*** Extracted entries Section Begins ***

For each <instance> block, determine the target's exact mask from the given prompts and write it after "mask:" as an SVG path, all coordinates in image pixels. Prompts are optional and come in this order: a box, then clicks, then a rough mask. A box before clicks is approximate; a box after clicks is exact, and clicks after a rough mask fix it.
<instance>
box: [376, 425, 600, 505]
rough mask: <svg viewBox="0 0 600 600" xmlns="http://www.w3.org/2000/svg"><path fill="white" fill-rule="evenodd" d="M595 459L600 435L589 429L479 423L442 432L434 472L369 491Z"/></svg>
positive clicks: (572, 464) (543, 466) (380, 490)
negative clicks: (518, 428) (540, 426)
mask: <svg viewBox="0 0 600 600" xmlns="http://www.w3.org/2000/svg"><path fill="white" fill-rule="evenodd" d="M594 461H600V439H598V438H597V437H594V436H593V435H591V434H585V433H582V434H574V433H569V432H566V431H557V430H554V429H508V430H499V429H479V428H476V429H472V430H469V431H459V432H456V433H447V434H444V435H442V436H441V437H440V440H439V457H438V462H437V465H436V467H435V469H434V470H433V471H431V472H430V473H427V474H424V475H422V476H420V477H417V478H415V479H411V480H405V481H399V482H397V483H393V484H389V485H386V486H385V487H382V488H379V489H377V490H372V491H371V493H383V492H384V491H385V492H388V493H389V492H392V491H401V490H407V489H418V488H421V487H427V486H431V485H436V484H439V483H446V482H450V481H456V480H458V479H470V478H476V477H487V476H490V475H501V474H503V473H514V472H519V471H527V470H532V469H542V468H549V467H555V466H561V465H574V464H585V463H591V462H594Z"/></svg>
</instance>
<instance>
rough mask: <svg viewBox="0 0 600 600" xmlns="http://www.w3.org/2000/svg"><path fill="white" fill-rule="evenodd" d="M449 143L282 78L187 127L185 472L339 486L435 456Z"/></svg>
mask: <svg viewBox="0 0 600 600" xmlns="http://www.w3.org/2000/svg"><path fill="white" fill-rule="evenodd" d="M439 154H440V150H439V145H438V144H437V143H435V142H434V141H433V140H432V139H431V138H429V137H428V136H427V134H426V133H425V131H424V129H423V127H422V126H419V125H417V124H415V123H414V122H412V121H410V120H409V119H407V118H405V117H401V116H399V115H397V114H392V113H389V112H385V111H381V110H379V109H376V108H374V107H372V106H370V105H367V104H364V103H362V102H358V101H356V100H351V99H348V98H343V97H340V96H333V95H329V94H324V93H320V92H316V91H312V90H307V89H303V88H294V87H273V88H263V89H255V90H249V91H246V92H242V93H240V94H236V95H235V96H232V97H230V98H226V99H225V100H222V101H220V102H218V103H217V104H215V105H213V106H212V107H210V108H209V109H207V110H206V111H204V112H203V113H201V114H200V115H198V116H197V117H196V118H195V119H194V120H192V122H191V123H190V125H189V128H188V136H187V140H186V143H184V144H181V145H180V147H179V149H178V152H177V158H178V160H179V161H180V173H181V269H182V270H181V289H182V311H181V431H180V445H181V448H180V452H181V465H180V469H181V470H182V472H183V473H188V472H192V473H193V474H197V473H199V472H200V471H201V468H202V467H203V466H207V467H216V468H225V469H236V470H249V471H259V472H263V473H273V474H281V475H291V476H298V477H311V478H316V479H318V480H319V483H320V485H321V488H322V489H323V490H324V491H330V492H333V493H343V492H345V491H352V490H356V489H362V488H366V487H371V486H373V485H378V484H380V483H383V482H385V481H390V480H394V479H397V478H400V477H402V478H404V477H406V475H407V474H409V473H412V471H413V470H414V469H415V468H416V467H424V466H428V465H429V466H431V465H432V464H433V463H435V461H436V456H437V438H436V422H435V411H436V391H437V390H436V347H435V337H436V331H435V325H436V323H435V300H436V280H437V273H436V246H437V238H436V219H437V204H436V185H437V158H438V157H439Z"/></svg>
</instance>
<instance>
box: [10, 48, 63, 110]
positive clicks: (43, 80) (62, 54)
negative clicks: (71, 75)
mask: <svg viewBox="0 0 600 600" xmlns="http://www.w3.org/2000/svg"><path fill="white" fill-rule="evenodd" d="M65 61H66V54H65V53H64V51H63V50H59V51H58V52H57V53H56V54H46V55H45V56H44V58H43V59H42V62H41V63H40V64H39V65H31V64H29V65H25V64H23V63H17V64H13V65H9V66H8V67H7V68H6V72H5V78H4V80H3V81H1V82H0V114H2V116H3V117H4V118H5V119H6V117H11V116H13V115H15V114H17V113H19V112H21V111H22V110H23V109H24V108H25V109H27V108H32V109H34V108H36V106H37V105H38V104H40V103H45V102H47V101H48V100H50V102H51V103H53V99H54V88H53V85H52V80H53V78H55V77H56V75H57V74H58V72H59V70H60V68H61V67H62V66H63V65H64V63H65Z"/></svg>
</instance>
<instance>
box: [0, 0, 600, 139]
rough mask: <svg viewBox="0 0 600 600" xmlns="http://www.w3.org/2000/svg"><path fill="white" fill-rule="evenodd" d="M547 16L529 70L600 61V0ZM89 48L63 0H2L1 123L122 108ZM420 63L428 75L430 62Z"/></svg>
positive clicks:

*** Extracted entries Section Ends ***

## Problem to solve
What is needed is a full, exact copy of the records.

## Exercise response
For each <instance> block, determine the target's exact mask from the given prompts and write it after "mask:" as an SVG path, all coordinates in image pixels. Prompts are optional and come in this order: a box, then clicks, then a rough mask. A box before clicks is approximate; a box after clicks is exact, and clicks after a rough mask fix it.
<instance>
box: [376, 425, 600, 505]
rough mask: <svg viewBox="0 0 600 600" xmlns="http://www.w3.org/2000/svg"><path fill="white" fill-rule="evenodd" d="M595 459L600 435L589 429L479 423L442 432L434 472L369 491Z"/></svg>
positive clicks: (572, 464) (543, 466) (380, 490)
negative clicks: (518, 428) (540, 426)
mask: <svg viewBox="0 0 600 600" xmlns="http://www.w3.org/2000/svg"><path fill="white" fill-rule="evenodd" d="M594 461H600V439H598V438H597V437H594V436H593V435H591V434H585V433H582V434H574V433H569V432H566V431H557V430H554V429H508V430H499V429H479V428H476V429H472V430H469V431H459V432H456V433H447V434H444V435H442V436H441V437H440V440H439V457H438V462H437V465H436V467H435V469H434V470H433V471H431V472H430V473H427V474H424V475H422V476H420V477H417V478H415V479H411V480H405V481H399V482H397V483H393V484H389V485H386V486H385V487H382V488H379V489H377V490H372V491H371V493H383V492H384V491H385V492H388V493H389V492H392V491H401V490H407V489H418V488H421V487H427V486H431V485H436V484H439V483H446V482H450V481H456V480H458V479H470V478H476V477H487V476H490V475H501V474H503V473H514V472H519V471H527V470H532V469H542V468H549V467H555V466H561V465H574V464H585V463H591V462H594Z"/></svg>
</instance>
<instance>
rough mask: <svg viewBox="0 0 600 600" xmlns="http://www.w3.org/2000/svg"><path fill="white" fill-rule="evenodd" d="M449 143L282 78L187 127L185 472L339 486L435 456Z"/></svg>
mask: <svg viewBox="0 0 600 600" xmlns="http://www.w3.org/2000/svg"><path fill="white" fill-rule="evenodd" d="M439 154H440V150H439V145H438V144H437V143H435V142H434V141H433V140H432V139H431V138H429V137H428V136H427V134H426V133H425V131H424V129H423V127H422V126H419V125H417V124H415V123H414V122H412V121H410V120H409V119H407V118H405V117H401V116H399V115H397V114H392V113H389V112H385V111H381V110H379V109H376V108H374V107H372V106H370V105H367V104H364V103H362V102H358V101H356V100H351V99H348V98H343V97H340V96H333V95H329V94H324V93H320V92H316V91H312V90H307V89H303V88H294V87H273V88H263V89H255V90H249V91H246V92H242V93H240V94H236V95H235V96H232V97H230V98H226V99H225V100H222V101H220V102H218V103H217V104H215V105H213V106H212V107H210V108H209V109H207V110H206V111H204V112H203V113H201V114H200V115H198V116H197V117H196V118H195V119H194V120H192V122H191V123H190V125H189V128H188V136H187V140H186V143H184V144H181V145H180V147H179V149H178V152H177V158H178V160H179V161H180V173H181V269H182V270H181V289H182V311H181V431H180V445H181V448H180V452H181V465H180V469H181V470H182V472H183V473H188V472H192V473H193V474H197V473H199V472H200V471H201V468H202V467H203V466H207V467H216V468H225V469H236V470H249V471H259V472H263V473H273V474H281V475H291V476H298V477H311V478H316V479H318V480H319V483H320V485H321V488H322V489H323V490H324V491H330V492H333V493H343V492H345V491H352V490H356V489H362V488H366V487H371V486H373V485H378V484H380V483H383V482H385V481H390V480H394V479H397V478H400V477H402V478H404V477H406V475H407V474H409V473H412V471H413V470H414V469H415V468H416V467H424V466H428V465H429V466H431V465H432V464H433V463H435V461H436V456H437V438H436V422H435V411H436V391H437V390H436V347H435V337H436V331H435V325H436V323H435V300H436V280H437V273H436V246H437V238H436V219H437V204H436V185H437V158H438V157H439Z"/></svg>
</instance>
<instance>
box: [10, 48, 63, 110]
positive clicks: (43, 80) (62, 54)
negative clicks: (71, 75)
mask: <svg viewBox="0 0 600 600" xmlns="http://www.w3.org/2000/svg"><path fill="white" fill-rule="evenodd" d="M65 61H66V54H65V53H64V51H63V50H59V51H58V52H57V53H56V54H46V55H45V56H44V58H43V59H42V62H41V63H40V64H39V65H31V64H29V65H25V64H23V63H17V64H13V65H9V66H8V67H7V68H6V72H5V78H4V80H3V81H1V82H0V114H2V116H3V117H4V118H5V119H6V117H11V116H13V115H15V114H17V113H19V112H21V111H22V110H23V109H24V108H25V109H27V108H32V109H34V108H36V106H37V105H38V104H40V103H45V102H47V101H48V100H50V102H51V103H53V99H54V88H53V85H52V80H53V78H55V77H56V75H57V74H58V72H59V70H60V68H61V67H62V66H63V65H64V63H65Z"/></svg>
</instance>
<instance>
box: [0, 0, 600, 139]
rough mask: <svg viewBox="0 0 600 600" xmlns="http://www.w3.org/2000/svg"><path fill="white" fill-rule="evenodd" d="M547 16L529 70L600 61V0ZM89 48L63 0H2L1 123L122 108ZM420 63L428 75L430 62Z"/></svg>
positive clicks:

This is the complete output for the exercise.